- [Extrait]
-------------------------
Convergence des luttes entre artistes précaires et migrants dans un immeuble au 210 rue Saint-Denis. Récit d’un squat d’utilité publique, qui aura fait rêver pendant un mois.


Cet immeuble de 950 mètres carrés, proche du métro Strasbourg-Saint-Denis, et qui était vide de toute occupation depuis plusieurs mois, a été squatté par un collectif, « le collectif 210 », qui rassemble plusieurs composantes. À l’origine du projet, on retrouve des artistes-squatteurs chevronnés : Kevin Seeds, ouvreur de nombreux squats d’artistes à Paris – notamment Les Petites Maisons, la Friche Netter et autres –, mais aussi l’auteur de ces lignes [Gaspard Delanoë, ouvreur du 59 Rivoli, N.D.L.R.], ainsi que Sampsa, artiste urbain, surnommé le Banksy finlandais et quelques autres. Deux associations sont également mêlées à cette action : United Migrants qui accompagne les sans-papiers et demandeurs d’asile, et Artist at Risk, proche des artistes persécutés dans leur pays pour des raisons politiques.
LE MÊME REFRAIN
En décembre dernier, quelques heures seulement après avoir rendu publique leur occupation, les artistes du « collectif 210 » reçurent la visite de la directrice générale de Paris Habitat, outrée, qui leur demanda de rendre l’immeuble sous une huitaine de jours, arguant du fait qu’un projet de transformation de cet immeuble en centre d’hébergement d’urgence pour les familles en attente de relogement était à l’œuvre, et que des travaux de rénovation confiés à l’association AMLI devaient démarrer sous peu.
RÉCOLTER DES FONDS
Des négociations permirent finalement au collectif 210 de rester dans les lieux jusqu’au 15 janvier 2022. Ayant alors un mois devant eux, les artistes du collectif ont ouvert les portes de l’immeuble à de nombreux graffeurs (Team, Lask, Shore, Zoller, Yellow, Kraco, Réa, Share), le but étant d’organiser une exposition dans tout le lieu, à partir du 23 décembre et de récolter des fonds pour les associations partenaires du projet.
-------------------------
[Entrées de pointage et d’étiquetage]
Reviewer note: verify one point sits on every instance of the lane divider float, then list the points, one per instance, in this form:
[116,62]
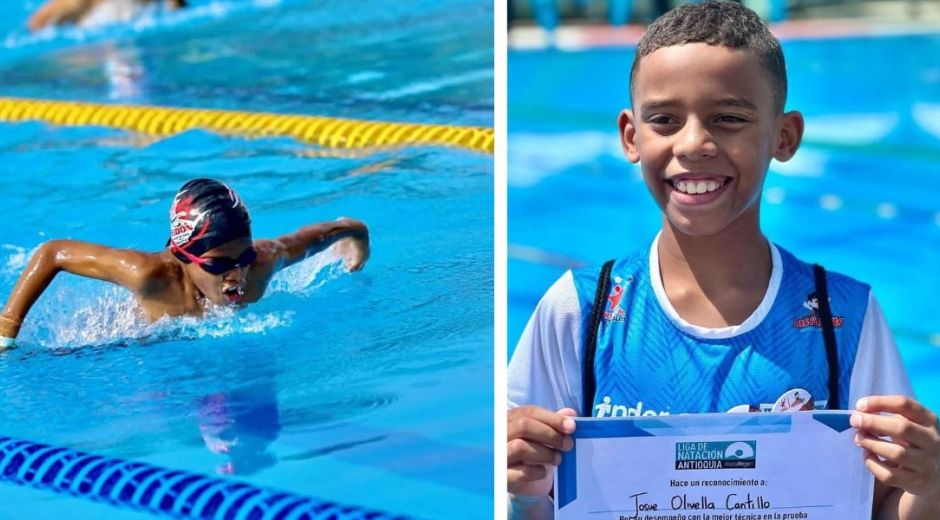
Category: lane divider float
[328,132]
[162,491]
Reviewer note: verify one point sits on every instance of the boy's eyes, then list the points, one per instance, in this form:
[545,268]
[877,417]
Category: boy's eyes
[721,119]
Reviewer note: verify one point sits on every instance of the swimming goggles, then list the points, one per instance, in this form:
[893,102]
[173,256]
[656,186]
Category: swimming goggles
[216,265]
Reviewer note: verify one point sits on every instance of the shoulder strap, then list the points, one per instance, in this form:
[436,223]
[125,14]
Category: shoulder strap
[829,335]
[588,381]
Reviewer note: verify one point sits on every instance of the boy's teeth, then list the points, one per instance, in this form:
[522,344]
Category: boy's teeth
[695,187]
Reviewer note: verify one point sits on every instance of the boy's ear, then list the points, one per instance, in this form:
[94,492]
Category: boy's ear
[627,125]
[790,136]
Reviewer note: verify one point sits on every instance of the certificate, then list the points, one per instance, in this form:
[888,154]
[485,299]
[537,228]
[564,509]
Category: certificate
[757,466]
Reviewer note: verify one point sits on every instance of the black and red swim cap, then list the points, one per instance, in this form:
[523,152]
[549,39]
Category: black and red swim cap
[206,214]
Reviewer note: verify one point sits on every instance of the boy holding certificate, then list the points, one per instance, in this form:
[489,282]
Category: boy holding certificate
[713,317]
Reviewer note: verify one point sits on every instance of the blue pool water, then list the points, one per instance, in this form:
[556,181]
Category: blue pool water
[372,388]
[860,197]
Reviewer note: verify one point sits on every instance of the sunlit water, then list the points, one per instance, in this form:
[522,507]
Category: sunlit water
[372,388]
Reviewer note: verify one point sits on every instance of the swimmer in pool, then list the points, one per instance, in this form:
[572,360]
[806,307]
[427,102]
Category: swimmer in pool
[82,12]
[210,259]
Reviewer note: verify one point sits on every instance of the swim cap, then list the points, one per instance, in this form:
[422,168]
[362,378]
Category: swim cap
[206,214]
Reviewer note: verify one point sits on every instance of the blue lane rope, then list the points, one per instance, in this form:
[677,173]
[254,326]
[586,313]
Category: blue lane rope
[142,486]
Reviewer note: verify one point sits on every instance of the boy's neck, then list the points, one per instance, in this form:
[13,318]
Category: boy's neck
[716,280]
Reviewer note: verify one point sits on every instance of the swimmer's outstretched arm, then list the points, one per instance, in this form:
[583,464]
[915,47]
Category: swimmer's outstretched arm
[310,240]
[55,12]
[126,267]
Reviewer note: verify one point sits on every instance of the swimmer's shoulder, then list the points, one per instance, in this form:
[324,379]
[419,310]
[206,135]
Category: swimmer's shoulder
[155,272]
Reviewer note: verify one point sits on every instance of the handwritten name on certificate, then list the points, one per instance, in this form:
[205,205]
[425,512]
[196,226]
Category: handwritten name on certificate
[772,466]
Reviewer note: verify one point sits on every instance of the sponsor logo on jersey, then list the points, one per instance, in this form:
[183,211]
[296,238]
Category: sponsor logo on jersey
[614,311]
[716,455]
[813,319]
[608,409]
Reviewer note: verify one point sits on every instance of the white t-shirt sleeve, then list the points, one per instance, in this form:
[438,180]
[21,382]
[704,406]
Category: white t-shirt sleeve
[545,369]
[878,367]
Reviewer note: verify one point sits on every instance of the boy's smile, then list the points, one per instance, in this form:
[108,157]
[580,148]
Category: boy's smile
[704,128]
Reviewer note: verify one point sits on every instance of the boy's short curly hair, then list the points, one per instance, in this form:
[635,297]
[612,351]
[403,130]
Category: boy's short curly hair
[717,23]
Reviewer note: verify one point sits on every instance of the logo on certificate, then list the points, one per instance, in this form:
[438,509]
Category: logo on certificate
[716,455]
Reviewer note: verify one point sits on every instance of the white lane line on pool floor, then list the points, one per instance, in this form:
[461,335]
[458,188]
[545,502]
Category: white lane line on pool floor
[430,86]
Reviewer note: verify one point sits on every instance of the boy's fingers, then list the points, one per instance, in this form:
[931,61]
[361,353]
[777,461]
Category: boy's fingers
[526,473]
[883,472]
[898,404]
[522,451]
[556,421]
[905,457]
[898,428]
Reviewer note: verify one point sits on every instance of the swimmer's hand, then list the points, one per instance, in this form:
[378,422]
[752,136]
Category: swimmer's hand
[535,439]
[9,328]
[354,251]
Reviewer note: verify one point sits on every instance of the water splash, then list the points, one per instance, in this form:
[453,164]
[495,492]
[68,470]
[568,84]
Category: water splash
[77,313]
[17,260]
[148,20]
[305,277]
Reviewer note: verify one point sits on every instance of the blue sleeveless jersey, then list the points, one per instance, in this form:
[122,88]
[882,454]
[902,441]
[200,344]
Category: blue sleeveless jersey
[646,365]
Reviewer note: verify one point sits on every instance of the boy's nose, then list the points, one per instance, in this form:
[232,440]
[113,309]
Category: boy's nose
[694,142]
[236,275]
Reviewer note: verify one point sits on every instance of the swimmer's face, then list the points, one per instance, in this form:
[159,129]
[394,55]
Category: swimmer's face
[703,119]
[227,288]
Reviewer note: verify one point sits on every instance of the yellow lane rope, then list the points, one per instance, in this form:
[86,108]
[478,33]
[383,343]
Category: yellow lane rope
[324,131]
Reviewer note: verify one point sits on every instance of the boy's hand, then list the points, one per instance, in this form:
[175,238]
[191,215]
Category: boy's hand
[536,439]
[9,328]
[354,250]
[911,459]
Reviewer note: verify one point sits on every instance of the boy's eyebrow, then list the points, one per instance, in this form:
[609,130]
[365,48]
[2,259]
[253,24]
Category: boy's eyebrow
[737,102]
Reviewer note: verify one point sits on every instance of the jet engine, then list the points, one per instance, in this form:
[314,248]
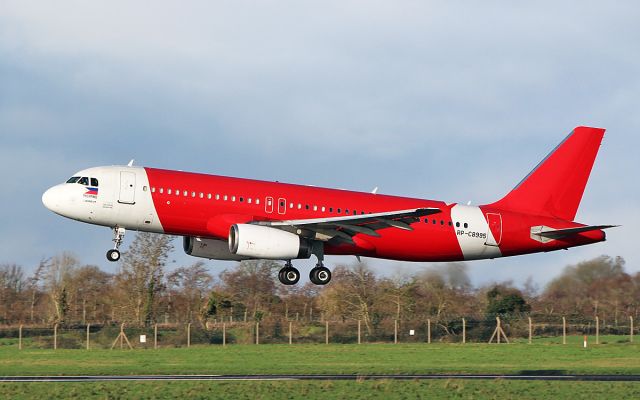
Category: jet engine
[209,248]
[256,241]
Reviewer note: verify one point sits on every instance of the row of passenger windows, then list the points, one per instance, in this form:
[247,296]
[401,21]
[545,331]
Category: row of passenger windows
[249,200]
[281,204]
[435,222]
[83,180]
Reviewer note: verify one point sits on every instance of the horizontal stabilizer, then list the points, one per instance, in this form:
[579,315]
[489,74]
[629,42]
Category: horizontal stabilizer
[544,232]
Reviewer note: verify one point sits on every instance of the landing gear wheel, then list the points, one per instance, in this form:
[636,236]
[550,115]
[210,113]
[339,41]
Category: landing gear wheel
[320,275]
[289,275]
[113,255]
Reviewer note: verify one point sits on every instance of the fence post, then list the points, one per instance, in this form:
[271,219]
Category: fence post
[395,331]
[257,332]
[326,332]
[464,331]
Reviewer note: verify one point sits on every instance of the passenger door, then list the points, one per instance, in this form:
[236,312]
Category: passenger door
[127,187]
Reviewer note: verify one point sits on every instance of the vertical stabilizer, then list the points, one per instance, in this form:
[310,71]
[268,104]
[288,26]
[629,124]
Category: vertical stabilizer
[555,186]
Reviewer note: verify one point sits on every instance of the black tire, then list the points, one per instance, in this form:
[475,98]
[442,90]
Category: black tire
[289,276]
[113,255]
[320,275]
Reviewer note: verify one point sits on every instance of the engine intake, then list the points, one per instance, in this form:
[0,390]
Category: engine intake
[256,241]
[209,248]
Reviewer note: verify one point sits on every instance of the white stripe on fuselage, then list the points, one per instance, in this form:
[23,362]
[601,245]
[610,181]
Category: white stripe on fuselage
[473,238]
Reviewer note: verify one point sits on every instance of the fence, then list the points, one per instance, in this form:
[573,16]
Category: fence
[282,331]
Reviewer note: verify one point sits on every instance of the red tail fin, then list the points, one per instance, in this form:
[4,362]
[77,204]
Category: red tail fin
[555,186]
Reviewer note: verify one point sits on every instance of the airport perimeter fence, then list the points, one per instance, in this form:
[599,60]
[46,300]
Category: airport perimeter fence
[282,331]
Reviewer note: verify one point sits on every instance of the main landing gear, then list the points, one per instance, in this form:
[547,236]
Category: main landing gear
[319,275]
[289,275]
[113,255]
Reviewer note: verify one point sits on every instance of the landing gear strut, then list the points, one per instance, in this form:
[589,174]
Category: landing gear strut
[113,255]
[289,275]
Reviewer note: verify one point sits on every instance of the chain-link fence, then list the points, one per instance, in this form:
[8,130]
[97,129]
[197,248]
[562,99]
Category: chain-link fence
[283,331]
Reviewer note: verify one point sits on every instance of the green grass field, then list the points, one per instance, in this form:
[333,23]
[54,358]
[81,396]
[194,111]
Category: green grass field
[544,356]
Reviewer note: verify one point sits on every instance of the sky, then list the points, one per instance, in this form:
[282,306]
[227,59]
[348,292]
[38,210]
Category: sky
[445,100]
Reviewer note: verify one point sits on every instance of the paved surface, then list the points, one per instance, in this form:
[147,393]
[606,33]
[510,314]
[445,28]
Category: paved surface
[103,378]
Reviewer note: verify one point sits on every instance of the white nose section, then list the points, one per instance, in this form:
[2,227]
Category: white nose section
[48,199]
[54,199]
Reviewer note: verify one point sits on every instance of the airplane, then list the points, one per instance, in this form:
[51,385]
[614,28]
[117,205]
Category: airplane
[227,218]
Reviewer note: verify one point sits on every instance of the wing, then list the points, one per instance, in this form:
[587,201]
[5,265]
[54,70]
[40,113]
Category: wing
[342,229]
[562,233]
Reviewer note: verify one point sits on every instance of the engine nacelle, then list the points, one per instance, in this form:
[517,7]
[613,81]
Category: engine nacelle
[209,248]
[256,241]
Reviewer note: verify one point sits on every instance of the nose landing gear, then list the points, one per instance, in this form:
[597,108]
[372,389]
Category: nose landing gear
[113,255]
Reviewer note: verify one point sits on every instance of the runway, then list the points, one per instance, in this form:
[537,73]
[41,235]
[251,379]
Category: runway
[345,377]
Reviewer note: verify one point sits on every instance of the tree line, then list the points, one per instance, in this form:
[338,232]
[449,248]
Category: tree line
[142,292]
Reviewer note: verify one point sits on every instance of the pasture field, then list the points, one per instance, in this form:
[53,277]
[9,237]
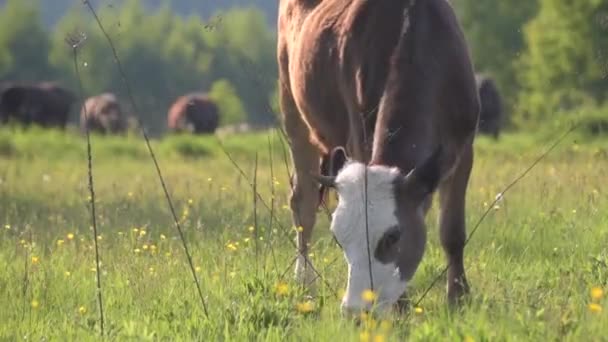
-------------------------
- [À faire]
Dites si chacune des affirmations suivantes s’accorde avec l’extrait sur le squat du 210 rue Saint-Denis. Répondez par oui ou par non et citez mot pour mot le passage qui tranche.
1. Avant d’être squatté, l’immeuble était inoccupé depuis plusieurs mois.
2. Le collectif 210 a obtenu de rester dans l’immeuble jusqu’au 15 janvier 2022.
3. L’exposition organisée dans le lieu devait commencer le 15 janvier.

- [Solution rédigée]
1. Oui : « qui était vide de toute occupation depuis plusieurs mois ».
2. Oui : « Des négociations permirent finalement au collectif 210 de rester dans les lieux jusqu’au 15 janvier 2022 ».
3. Non : « le but étant d’organiser une exposition dans tout le lieu, à partir du 23 décembre ».